**Task**: Please present all of the lines below as a numbered list, leaving out any blank lines.

============================================================

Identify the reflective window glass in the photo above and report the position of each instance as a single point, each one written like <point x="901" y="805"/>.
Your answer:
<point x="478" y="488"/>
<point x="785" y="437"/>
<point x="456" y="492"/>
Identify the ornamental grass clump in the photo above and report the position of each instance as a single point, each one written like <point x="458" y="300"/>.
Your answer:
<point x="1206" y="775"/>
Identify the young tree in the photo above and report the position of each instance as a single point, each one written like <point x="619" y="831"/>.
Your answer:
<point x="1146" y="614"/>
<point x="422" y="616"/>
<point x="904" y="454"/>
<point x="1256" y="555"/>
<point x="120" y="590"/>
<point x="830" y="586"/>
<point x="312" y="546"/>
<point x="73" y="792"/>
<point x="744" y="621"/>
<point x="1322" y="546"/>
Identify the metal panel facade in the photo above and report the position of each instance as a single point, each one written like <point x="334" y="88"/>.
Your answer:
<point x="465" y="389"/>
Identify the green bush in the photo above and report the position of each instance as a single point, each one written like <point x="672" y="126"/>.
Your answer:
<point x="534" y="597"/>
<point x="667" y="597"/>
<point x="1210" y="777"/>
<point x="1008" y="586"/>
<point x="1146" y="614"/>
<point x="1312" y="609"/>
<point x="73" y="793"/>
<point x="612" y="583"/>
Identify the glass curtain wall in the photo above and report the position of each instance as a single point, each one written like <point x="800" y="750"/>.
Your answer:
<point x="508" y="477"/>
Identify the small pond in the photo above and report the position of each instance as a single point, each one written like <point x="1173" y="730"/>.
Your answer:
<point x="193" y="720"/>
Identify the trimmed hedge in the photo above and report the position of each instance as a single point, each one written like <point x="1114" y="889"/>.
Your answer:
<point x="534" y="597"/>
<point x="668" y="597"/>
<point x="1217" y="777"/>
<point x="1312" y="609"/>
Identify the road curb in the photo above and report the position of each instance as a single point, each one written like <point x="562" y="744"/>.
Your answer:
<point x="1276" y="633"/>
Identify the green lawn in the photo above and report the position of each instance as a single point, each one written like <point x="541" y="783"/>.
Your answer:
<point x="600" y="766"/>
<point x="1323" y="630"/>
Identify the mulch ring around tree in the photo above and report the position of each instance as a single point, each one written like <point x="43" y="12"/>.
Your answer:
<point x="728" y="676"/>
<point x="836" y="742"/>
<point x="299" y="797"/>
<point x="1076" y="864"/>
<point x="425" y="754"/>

============================================================

**Solution below**:
1. Identify the reflective window glass in the photo above and report the position of each instance as a single point, each one written like <point x="901" y="805"/>.
2. Your answer:
3. <point x="478" y="488"/>
4. <point x="785" y="437"/>
5. <point x="456" y="492"/>
6. Identify the ornamental grass clump in the photo above and report the position of each instance as a single point, each one written like <point x="458" y="300"/>.
7. Your answer:
8. <point x="1206" y="775"/>
9. Identify the young tree in the photo above and report the position of each instance as a single point, each one written like <point x="619" y="831"/>.
10. Your answer:
11. <point x="1146" y="614"/>
12. <point x="422" y="616"/>
13. <point x="904" y="454"/>
14. <point x="1256" y="555"/>
15. <point x="120" y="590"/>
16. <point x="830" y="586"/>
17. <point x="312" y="546"/>
18. <point x="73" y="792"/>
19. <point x="744" y="621"/>
20. <point x="1322" y="546"/>
21. Identify the metal panel facade in the photo above and report the position of each instance as a single point, each one written like <point x="334" y="88"/>.
22. Your answer:
23. <point x="465" y="389"/>
24. Identify the green bush in the photo above and report the position of each instance as a single point, each one written like <point x="672" y="126"/>.
25. Your answer:
26. <point x="534" y="597"/>
27. <point x="667" y="597"/>
28. <point x="1210" y="777"/>
29. <point x="1008" y="586"/>
30. <point x="1146" y="614"/>
31. <point x="1312" y="609"/>
32. <point x="73" y="793"/>
33. <point x="612" y="583"/>
34. Identify the glass curtain wall in the photo above and report the position of each instance as a single point, each one written like <point x="800" y="750"/>.
35. Your answer:
36. <point x="508" y="477"/>
37. Identify the small pond in the photo above and report the position of each instance as a single point, each one written like <point x="1173" y="730"/>.
38. Your answer:
39. <point x="193" y="720"/>
40. Identify the trimmed hedge in the photo above and report the position of each instance as a single point, each one written like <point x="1114" y="889"/>.
41. Your answer:
42. <point x="534" y="597"/>
43. <point x="668" y="597"/>
44. <point x="1217" y="777"/>
45. <point x="1312" y="609"/>
46. Identify the road curb in the photo above and report the position of each instance as a single point, each one written like <point x="562" y="744"/>.
47. Your answer:
48. <point x="1276" y="633"/>
49. Identify the green lawn in the photo above and report the position of each instance as a single point, each one written like <point x="541" y="783"/>.
50. Your answer:
51. <point x="600" y="766"/>
52. <point x="1323" y="630"/>
53. Identify the mulch ring around tree in the photo above and report the position of each instance as a single point, each one written like <point x="43" y="12"/>.
54. Your answer:
55. <point x="728" y="676"/>
56. <point x="836" y="742"/>
57. <point x="299" y="797"/>
58. <point x="1076" y="864"/>
59. <point x="425" y="754"/>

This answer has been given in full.